Exercise brief:
Copy exactly the lines from the one containing "Locate washer door." through the last line of the records, both included, and nothing more.

Supplied data:

_ _ _

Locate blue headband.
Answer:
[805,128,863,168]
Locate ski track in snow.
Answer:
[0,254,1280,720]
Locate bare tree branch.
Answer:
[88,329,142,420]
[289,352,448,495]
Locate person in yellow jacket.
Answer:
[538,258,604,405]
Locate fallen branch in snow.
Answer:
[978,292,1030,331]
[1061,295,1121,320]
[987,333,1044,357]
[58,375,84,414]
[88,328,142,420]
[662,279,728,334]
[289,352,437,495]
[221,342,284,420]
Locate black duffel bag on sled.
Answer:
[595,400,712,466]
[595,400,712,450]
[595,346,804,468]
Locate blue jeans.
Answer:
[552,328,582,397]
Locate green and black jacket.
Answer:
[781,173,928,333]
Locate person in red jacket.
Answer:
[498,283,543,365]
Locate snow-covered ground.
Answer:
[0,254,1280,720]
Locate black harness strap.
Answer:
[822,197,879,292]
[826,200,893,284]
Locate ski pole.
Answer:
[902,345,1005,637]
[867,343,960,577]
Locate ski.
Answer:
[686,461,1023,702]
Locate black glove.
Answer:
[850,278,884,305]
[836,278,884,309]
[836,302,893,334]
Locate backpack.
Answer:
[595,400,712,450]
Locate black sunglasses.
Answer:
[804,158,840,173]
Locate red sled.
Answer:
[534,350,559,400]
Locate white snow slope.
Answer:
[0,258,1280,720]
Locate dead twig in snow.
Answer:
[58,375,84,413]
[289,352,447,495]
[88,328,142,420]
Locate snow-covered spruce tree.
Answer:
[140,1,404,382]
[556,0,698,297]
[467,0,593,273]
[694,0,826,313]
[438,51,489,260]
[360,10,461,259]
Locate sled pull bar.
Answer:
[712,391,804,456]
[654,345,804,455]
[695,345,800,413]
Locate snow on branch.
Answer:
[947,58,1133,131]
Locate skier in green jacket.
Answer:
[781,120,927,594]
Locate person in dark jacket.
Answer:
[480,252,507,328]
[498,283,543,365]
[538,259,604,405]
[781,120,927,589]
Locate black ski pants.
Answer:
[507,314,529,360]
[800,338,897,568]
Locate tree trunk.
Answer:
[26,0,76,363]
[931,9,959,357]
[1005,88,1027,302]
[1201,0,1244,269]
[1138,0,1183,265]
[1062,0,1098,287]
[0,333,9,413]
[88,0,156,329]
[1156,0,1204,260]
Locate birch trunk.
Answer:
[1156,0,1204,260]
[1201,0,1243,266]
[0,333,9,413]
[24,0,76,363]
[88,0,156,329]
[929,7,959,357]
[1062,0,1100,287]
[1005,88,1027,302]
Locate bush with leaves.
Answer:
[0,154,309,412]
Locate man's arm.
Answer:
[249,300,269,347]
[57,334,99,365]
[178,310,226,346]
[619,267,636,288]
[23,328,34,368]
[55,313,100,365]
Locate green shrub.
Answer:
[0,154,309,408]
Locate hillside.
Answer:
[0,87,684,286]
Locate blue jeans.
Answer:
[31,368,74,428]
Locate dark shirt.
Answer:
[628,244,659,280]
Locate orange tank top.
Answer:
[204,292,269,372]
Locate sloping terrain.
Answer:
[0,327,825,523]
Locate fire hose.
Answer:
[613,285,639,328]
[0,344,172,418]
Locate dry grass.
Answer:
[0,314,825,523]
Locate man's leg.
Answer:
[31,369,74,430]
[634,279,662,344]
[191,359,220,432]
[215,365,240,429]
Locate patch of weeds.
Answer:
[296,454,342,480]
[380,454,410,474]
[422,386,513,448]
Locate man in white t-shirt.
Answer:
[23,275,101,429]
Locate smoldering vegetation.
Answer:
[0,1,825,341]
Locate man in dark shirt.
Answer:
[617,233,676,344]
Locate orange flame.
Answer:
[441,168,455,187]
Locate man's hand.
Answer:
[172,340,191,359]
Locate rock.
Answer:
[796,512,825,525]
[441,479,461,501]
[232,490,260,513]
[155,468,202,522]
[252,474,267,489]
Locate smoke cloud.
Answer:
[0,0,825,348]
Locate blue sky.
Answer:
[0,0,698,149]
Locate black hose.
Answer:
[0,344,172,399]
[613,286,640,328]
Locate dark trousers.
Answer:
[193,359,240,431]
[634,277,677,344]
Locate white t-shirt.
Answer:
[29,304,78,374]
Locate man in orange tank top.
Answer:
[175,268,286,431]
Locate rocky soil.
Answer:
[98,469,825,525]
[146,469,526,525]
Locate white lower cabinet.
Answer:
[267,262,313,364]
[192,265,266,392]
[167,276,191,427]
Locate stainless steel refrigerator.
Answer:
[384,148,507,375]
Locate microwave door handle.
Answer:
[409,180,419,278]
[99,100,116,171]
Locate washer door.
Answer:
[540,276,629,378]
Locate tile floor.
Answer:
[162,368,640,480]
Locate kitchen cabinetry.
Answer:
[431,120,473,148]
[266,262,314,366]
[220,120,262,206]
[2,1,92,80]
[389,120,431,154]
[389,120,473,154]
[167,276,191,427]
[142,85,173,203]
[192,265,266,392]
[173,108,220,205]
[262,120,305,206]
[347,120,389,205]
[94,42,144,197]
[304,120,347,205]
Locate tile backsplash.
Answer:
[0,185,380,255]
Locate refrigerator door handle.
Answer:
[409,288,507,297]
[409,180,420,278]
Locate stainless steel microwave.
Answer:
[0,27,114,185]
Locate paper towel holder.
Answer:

_ _ _

Answer in full:
Locate washer door.
Answer:
[540,276,629,378]
Locate tile floor.
Answer:
[162,368,640,480]
Locate kitchen cabinetry.
Answer:
[431,120,473,148]
[266,262,314,366]
[220,120,262,206]
[2,1,92,80]
[389,120,431,154]
[389,120,473,154]
[167,276,191,427]
[142,85,173,203]
[192,265,266,392]
[173,108,220,205]
[262,120,305,206]
[347,120,389,205]
[94,42,144,197]
[304,120,347,205]
Locate tile backsplash.
Answer:
[0,185,380,255]
Locate refrigerator door handle.
Answer:
[409,288,507,297]
[409,180,420,278]
Locate stainless steel microwave.
Answer:
[0,27,114,185]
Locate paper towel holder.
Answer:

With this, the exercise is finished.